Task to carry out => Your job is to return every line of the listing holding the string "grille".
=== Input data ===
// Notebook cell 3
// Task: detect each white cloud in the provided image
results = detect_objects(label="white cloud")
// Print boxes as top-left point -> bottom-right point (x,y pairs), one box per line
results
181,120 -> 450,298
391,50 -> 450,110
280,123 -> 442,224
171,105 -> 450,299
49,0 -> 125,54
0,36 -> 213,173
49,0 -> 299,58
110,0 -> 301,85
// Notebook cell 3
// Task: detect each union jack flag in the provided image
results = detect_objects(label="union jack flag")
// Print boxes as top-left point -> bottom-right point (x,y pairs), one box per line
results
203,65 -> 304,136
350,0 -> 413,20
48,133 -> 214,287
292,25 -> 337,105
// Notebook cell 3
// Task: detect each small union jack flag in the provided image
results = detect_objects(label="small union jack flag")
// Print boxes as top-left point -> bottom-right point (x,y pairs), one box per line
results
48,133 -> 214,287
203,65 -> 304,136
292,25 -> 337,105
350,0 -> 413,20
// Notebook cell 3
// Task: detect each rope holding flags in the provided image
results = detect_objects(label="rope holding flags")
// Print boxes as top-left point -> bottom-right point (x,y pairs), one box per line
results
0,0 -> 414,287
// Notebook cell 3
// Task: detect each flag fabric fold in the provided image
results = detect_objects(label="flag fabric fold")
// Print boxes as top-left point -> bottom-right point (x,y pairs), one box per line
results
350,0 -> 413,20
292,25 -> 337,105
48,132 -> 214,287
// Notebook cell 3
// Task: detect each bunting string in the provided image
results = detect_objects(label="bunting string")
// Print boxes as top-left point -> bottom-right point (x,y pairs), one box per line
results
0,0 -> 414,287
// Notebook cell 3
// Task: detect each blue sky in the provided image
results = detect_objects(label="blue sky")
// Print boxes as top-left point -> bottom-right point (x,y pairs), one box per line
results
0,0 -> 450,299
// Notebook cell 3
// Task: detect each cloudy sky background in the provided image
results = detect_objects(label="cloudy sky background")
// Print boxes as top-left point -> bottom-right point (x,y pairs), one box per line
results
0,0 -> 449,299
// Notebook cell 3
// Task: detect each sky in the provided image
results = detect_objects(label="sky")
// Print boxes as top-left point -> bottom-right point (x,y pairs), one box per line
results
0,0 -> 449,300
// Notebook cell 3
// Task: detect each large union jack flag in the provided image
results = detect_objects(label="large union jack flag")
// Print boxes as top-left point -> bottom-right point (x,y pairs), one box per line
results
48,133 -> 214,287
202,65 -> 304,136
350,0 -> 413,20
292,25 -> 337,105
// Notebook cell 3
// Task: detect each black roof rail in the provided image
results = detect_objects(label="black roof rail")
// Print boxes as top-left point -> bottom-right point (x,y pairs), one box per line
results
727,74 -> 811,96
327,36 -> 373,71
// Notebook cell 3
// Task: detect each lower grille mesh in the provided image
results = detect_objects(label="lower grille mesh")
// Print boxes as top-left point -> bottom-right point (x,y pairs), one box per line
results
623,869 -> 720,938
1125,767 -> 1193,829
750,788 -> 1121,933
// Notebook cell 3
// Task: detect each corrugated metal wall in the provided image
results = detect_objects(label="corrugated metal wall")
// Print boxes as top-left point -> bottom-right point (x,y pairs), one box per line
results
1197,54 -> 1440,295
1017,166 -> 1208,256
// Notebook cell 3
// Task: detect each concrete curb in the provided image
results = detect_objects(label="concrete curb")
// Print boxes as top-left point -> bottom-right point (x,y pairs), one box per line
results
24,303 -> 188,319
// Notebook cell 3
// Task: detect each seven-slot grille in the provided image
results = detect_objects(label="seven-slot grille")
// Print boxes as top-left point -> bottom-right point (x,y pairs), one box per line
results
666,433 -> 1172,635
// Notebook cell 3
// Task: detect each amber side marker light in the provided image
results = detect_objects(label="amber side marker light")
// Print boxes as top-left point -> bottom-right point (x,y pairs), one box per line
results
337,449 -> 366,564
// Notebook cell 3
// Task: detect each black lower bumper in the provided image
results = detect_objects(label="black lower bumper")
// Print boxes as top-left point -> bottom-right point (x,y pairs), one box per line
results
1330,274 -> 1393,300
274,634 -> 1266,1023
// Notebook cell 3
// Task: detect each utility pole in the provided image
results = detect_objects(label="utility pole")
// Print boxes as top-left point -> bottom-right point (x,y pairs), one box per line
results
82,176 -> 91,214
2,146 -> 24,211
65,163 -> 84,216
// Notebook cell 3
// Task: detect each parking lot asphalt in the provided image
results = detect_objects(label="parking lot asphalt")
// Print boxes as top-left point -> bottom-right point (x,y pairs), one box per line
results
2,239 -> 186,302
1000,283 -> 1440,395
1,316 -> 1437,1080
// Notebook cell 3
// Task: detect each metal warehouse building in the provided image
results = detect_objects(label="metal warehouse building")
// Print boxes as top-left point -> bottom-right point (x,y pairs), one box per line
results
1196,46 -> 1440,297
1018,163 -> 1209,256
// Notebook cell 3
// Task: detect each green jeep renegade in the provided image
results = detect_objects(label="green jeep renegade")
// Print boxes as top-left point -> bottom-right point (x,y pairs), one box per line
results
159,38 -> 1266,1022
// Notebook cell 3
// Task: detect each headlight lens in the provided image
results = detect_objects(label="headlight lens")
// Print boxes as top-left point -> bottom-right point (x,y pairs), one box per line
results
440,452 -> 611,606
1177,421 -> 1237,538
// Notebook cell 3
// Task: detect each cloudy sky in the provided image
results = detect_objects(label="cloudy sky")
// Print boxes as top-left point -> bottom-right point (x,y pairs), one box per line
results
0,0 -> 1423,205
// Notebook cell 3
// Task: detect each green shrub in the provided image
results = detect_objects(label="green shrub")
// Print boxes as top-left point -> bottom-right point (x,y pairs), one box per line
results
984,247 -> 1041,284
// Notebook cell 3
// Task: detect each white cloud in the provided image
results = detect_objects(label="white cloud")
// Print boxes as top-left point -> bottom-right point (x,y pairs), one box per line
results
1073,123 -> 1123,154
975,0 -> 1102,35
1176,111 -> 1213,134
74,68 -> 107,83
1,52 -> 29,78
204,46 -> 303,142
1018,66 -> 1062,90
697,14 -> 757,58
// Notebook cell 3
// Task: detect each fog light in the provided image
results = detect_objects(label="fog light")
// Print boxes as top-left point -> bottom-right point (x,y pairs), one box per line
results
===
Answer space =>
// Task: detect each lower grille mesh in the provided image
results = detect_objects(label="lower grille mesh")
// Task: detect each seven-slot grille in the provided image
results = detect_objects(label="seven-slot grille")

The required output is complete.